[Records held in a dataset]
........

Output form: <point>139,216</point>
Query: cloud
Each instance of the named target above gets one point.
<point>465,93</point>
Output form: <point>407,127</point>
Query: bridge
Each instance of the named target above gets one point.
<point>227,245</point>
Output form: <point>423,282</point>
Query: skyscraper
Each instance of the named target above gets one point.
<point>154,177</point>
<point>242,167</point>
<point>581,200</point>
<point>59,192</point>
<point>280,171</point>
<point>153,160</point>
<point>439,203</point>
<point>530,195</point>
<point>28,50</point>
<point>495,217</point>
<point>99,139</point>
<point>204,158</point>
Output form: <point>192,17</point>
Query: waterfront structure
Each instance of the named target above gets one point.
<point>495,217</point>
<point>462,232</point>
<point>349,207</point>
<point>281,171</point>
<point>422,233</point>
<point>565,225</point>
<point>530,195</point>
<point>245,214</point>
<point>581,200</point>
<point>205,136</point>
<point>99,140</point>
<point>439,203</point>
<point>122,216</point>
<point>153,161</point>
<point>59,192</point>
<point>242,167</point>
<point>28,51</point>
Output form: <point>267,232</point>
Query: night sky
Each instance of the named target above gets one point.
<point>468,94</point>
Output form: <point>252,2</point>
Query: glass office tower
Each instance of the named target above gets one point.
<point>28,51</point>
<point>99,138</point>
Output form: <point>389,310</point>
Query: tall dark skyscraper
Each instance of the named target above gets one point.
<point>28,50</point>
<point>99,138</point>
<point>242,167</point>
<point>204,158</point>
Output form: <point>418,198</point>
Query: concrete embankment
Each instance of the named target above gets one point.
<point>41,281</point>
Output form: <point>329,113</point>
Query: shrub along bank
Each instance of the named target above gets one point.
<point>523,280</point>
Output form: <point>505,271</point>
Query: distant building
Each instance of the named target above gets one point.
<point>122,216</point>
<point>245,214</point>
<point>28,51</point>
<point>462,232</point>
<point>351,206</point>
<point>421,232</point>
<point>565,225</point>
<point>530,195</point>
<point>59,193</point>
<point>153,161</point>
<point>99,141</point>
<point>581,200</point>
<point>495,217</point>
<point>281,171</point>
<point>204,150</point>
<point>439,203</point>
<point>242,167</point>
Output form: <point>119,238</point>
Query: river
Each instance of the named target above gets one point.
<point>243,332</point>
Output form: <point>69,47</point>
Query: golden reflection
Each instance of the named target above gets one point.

........

* [SHORT PROBLEM]:
Print the lines above again exactly as they stand, from the first to the last.

* [EXERCISE OUTPUT]:
Output form: <point>139,216</point>
Query: cloud
Each instance of the named target above gets one point.
<point>465,93</point>
Output form: <point>407,127</point>
Query: bridge
Each instance of the named target above gets one point.
<point>227,245</point>
Output form: <point>423,282</point>
Query: skyscraper
Each instance of the named target above gets one point.
<point>154,177</point>
<point>242,167</point>
<point>581,200</point>
<point>59,192</point>
<point>280,171</point>
<point>153,160</point>
<point>439,203</point>
<point>530,195</point>
<point>28,50</point>
<point>495,217</point>
<point>99,139</point>
<point>204,158</point>
Output form: <point>192,17</point>
Query: waterfront structure
Each instance of the named target above gets one point.
<point>495,217</point>
<point>462,232</point>
<point>349,207</point>
<point>281,171</point>
<point>422,233</point>
<point>565,225</point>
<point>530,195</point>
<point>245,214</point>
<point>581,200</point>
<point>205,136</point>
<point>99,140</point>
<point>439,203</point>
<point>122,216</point>
<point>153,161</point>
<point>59,192</point>
<point>242,167</point>
<point>28,51</point>
Output form: <point>267,232</point>
Query: night sky
Each instance of the named target above gets one point.
<point>468,94</point>
Output form: <point>252,2</point>
Query: glass office tower
Each instance of the named target above gets one point.
<point>28,51</point>
<point>99,138</point>
Output form: <point>389,310</point>
Query: tall dark skyscraper
Each instance of the named target above gets one point.
<point>28,50</point>
<point>99,138</point>
<point>242,167</point>
<point>204,158</point>
Output form: <point>418,198</point>
Query: concrete embankment
Each instance of the named target above gets one point.
<point>41,281</point>
Output form: <point>329,113</point>
Query: shrub along bank
Each instance of the named target above gets one point.
<point>523,280</point>
Output form: <point>505,271</point>
Query: distant building
Each instance of the named target above gets one point.
<point>122,216</point>
<point>245,214</point>
<point>28,51</point>
<point>462,232</point>
<point>351,206</point>
<point>421,232</point>
<point>565,225</point>
<point>530,195</point>
<point>59,193</point>
<point>153,161</point>
<point>99,141</point>
<point>581,200</point>
<point>495,217</point>
<point>281,171</point>
<point>204,150</point>
<point>439,203</point>
<point>242,167</point>
Output form: <point>119,238</point>
Query: river
Each instance of the named target above gets one point.
<point>243,332</point>
Output form: <point>69,47</point>
Query: golden reflection
Each instance of the named target above gets one point.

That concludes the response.